*OBIETTIVO 1:* Per ciascuna affermazione, rispondi sì o no in base al brano fornito e cita le parole del brano che lo stabiliscono: (a) la pala "Sacra conversazione" di Piero della Francesca si trova a Brera; (b) "la Mietitura" di Bruegel si trova al Louvre; (c) nel vestibolo della Reggia casertana c'è un cappottone appeso a una colonna.
*OBIETTIVO 2:*
Rispondi in breve a queste domande usando il brano fornito:
(a) Da chi fu voluta la città in cui si attestarono le propaggini della rivoluzione francese?
(b) Come si intitola il lavoro in cui una "Mater" è sospesa al filo che scende dalla volta vanvitelliana?
(c) Che cosa esce dalla tasca del cappottone?

*BRANO FORNITO:*
★ ★ ★ ★ ★
Bruno rivede questa testimonianza e quelle pagine dell’arte /Bosch, Bruegel,
Piero della Francesca) che soggiogarono la sua sensibilità e le
ricontestualizza trasferendo tutto intero il “peso specifico” dello stralcio
architettonico o artistico o artigianale. Cioè gli squarci del Palazzo Reale e della
Basilica di S. Angelo in Formis, cosi come le misteriose “madri di tufo” sono
state estrapolate e riproposte con tutta la loro forte “personalità”, anche nei
dettagli, come “campi” non estrinseci, né refrattari al colloquio con altri
capisaldi dell’arte italiana ed europea. Non solo, ma il dialogare di Bruno –
che va a sussumere spirito e forma della rivoluzione francese, e di questa
anche le propaggini che si attestarono nella città voluta da Carlo III di
Borbone –fonde storia e arte, vita e cultura in una reinvenzione talora ludica,
talora irridente, talora ironica, talora amara. Il pane come elemento non di
mera raffigurazione, ma di reinterpretazione svolge appunto un ruolo
“maieutico” con la sua elementarità rispetto a riproposizioni e a ipotesi culturali
complesse. Se la sostituzione dei fantolini sulle braccia della madre di tufo
si pone in chiave di lettura diretta e immediata (la “mater matuta” come dea
della fecondità, dell’abbondanza ecc.), ben pi ù sottile la riflessione
pittorica sottesa al lavoro “ipotesi per
una pala” nel quale una “Mater” è
sospesa al filo che discende dalla volta vanvitelliana del balcone reale con
evidente richiamo alla pala “Sacra conversazione” di Piero della Francesca
conservata a Brera. Se nel vestibolo della Reggia casertana può sorprenderci un
cappottone appeso ad una colonna, sovrastato da una coppola che sembra
piuttosto una pagnotta tonda, mentre da una tasca fuoriesce una “baguette” (anzi lo sfilatino alla francese), Bruegel
calato al sud celebra (v. “la Mietitura” Metropolitan Museum of Art, New York
city) nel parco vanvitelliano la mietitura intorno ad una albero: forse un
rinato Albero della Libertà. Opera felicissima questa, intitolata “se Bruegel
venuto al sud…”, anche perché nonostante
la serrata trama dei richiami storici – culturali – iconografici l’autore si
sente appagato da una propria interna libertà. E cosi via, da “Pioggia di
fiori, pioggia di pani, a “Camposerico perché il pane ruoti, fino ancora a “Il
pane non ha prezzo” e “Arrivano i francesi”, l’ironia (che è odio-amore) di
Bruno quanto più appare legata e legarsi a contesti artisticamente “imperiosi”
di per se intangibili, tanto più sorprendentemente trova l’appiglio perché
nella visione data o ipotizzata compaia – subdola presenza – lo sfilatino alla
francese. Superfluo ogni ulteriore
suggerimento di lettura per la singola opera o per l’intero ciclo, tra
l’aristocratica “brioche” di Maria Antonietta e il popolare “rivoluzionario”
★ ★ ★ ★ ★
*RECORD ESTRATTI:*
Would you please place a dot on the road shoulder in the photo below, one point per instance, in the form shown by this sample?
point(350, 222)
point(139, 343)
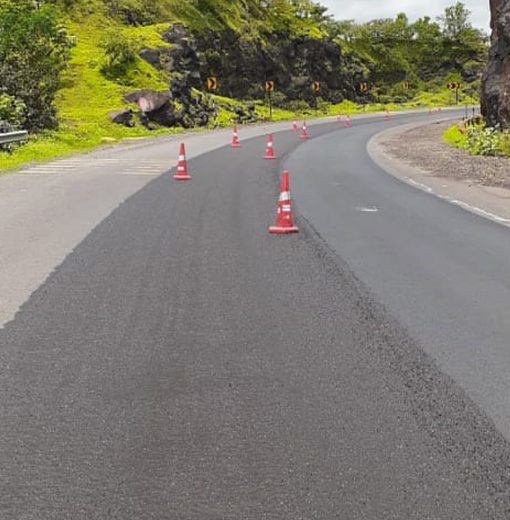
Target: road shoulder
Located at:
point(468, 192)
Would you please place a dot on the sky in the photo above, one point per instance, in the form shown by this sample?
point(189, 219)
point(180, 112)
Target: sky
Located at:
point(364, 10)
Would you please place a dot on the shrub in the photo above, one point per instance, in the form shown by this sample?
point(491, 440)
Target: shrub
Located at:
point(483, 140)
point(455, 136)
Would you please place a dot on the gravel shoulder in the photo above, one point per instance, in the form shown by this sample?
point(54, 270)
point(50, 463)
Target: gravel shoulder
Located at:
point(416, 154)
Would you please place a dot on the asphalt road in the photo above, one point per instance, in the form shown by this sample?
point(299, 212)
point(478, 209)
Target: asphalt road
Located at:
point(182, 363)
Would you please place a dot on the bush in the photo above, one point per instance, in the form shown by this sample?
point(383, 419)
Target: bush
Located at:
point(454, 136)
point(12, 111)
point(483, 141)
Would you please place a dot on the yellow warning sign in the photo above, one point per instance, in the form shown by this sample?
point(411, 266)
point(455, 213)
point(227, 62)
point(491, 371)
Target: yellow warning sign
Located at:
point(269, 86)
point(212, 83)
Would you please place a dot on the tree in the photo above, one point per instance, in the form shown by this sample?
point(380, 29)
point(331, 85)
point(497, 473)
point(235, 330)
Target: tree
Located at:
point(34, 50)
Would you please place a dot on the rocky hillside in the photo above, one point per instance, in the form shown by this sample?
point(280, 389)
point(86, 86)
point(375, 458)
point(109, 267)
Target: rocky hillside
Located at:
point(77, 73)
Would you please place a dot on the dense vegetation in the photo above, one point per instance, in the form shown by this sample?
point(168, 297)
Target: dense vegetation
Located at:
point(34, 50)
point(78, 58)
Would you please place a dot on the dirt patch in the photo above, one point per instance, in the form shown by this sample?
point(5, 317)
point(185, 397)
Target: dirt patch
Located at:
point(424, 148)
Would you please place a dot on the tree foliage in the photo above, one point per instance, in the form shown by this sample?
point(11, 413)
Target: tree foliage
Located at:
point(33, 52)
point(424, 49)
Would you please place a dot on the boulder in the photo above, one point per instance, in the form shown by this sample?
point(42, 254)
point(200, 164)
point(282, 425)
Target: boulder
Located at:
point(495, 97)
point(122, 117)
point(148, 100)
point(176, 33)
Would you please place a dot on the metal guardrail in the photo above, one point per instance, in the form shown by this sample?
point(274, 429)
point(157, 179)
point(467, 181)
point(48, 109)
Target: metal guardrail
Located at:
point(13, 137)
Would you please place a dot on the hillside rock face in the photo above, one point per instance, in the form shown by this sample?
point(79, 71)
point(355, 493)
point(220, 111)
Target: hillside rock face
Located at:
point(242, 66)
point(496, 81)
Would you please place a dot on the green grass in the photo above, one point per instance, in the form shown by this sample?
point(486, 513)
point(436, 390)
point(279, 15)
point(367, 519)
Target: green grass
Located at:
point(87, 95)
point(455, 137)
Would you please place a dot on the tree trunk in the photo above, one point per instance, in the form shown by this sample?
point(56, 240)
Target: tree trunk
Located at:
point(496, 81)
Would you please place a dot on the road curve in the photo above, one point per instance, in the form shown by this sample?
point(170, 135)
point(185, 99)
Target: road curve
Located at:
point(182, 363)
point(441, 271)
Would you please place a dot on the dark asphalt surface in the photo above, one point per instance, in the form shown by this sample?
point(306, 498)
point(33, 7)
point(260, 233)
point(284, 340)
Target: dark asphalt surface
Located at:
point(182, 363)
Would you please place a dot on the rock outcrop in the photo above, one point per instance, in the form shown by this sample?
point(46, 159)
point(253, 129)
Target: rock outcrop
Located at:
point(496, 80)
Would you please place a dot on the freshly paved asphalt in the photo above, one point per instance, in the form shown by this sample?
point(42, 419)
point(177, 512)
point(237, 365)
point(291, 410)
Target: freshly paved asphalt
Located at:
point(184, 364)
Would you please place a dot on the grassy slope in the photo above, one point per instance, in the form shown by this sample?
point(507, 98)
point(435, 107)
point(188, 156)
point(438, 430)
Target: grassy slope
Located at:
point(87, 96)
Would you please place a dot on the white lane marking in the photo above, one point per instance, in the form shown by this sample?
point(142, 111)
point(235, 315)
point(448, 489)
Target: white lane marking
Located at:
point(420, 185)
point(476, 209)
point(368, 210)
point(460, 203)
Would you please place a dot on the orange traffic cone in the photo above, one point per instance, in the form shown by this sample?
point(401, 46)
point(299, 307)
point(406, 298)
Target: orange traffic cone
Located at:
point(284, 223)
point(235, 138)
point(269, 150)
point(304, 132)
point(182, 168)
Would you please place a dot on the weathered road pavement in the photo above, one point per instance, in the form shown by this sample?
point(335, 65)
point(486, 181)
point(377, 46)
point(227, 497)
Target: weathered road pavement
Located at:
point(182, 363)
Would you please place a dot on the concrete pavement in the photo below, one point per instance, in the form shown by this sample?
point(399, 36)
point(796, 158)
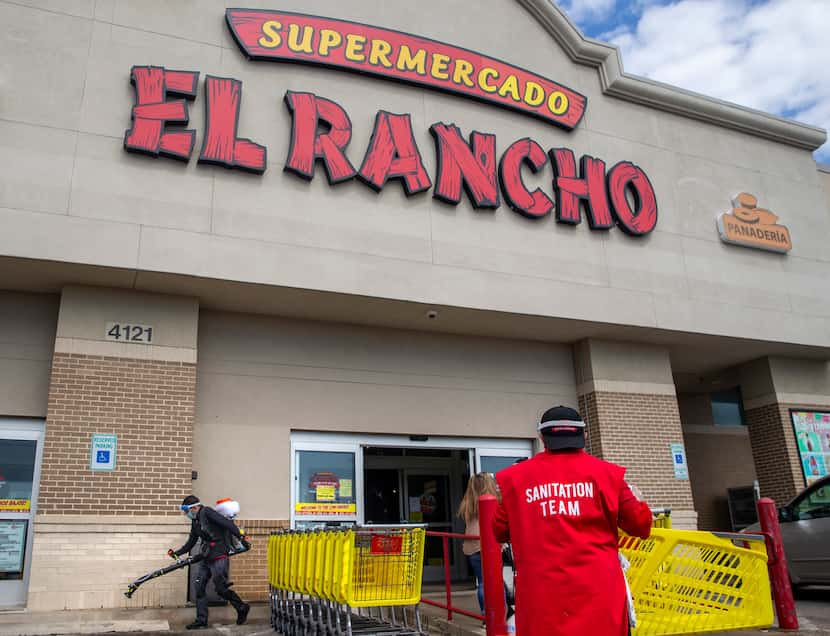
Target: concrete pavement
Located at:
point(813, 610)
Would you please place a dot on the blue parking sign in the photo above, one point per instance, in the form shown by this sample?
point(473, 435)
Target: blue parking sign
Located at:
point(102, 452)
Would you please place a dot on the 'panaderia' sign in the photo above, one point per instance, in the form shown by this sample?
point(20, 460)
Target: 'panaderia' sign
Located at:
point(321, 129)
point(751, 226)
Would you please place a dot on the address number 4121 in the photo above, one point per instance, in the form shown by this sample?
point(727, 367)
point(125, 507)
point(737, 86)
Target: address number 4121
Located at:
point(125, 332)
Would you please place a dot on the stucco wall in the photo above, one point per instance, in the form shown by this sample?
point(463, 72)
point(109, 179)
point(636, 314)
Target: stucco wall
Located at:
point(27, 340)
point(258, 378)
point(69, 192)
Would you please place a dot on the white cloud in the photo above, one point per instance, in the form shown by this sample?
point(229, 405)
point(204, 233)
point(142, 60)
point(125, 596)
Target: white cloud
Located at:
point(771, 55)
point(587, 10)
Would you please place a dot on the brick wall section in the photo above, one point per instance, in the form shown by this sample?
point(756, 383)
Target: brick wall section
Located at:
point(249, 571)
point(635, 430)
point(87, 561)
point(149, 405)
point(775, 452)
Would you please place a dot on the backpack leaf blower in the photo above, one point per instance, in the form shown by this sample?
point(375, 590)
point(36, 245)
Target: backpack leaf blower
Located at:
point(228, 508)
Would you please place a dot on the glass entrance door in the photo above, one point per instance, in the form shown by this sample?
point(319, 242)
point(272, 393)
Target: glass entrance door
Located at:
point(20, 457)
point(428, 500)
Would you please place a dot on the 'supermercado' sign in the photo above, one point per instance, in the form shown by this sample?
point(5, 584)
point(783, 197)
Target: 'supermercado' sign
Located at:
point(321, 129)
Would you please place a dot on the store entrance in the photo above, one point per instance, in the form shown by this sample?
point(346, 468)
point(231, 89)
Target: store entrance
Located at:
point(347, 479)
point(419, 485)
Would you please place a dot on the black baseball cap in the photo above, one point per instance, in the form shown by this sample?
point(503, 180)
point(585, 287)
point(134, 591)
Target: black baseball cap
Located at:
point(562, 428)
★ ★ ★ ★ ★
*RISPOSTA CORRETTA 1:*
(a) Sì: «pala “Sacra conversazione” di Piero della Francesca conservata a Brera»
(b) No: «Metropolitan Museum of Art, New York»
(c) Sì: «un cappottone appeso ad una colonna»

*RISPOSTA CORRETTA 2:*
(a) Da Carlo III di Borbone.
(b) “ipotesi per una pala”.
(c) Una “baguette”, anzi lo sfilatino alla francese.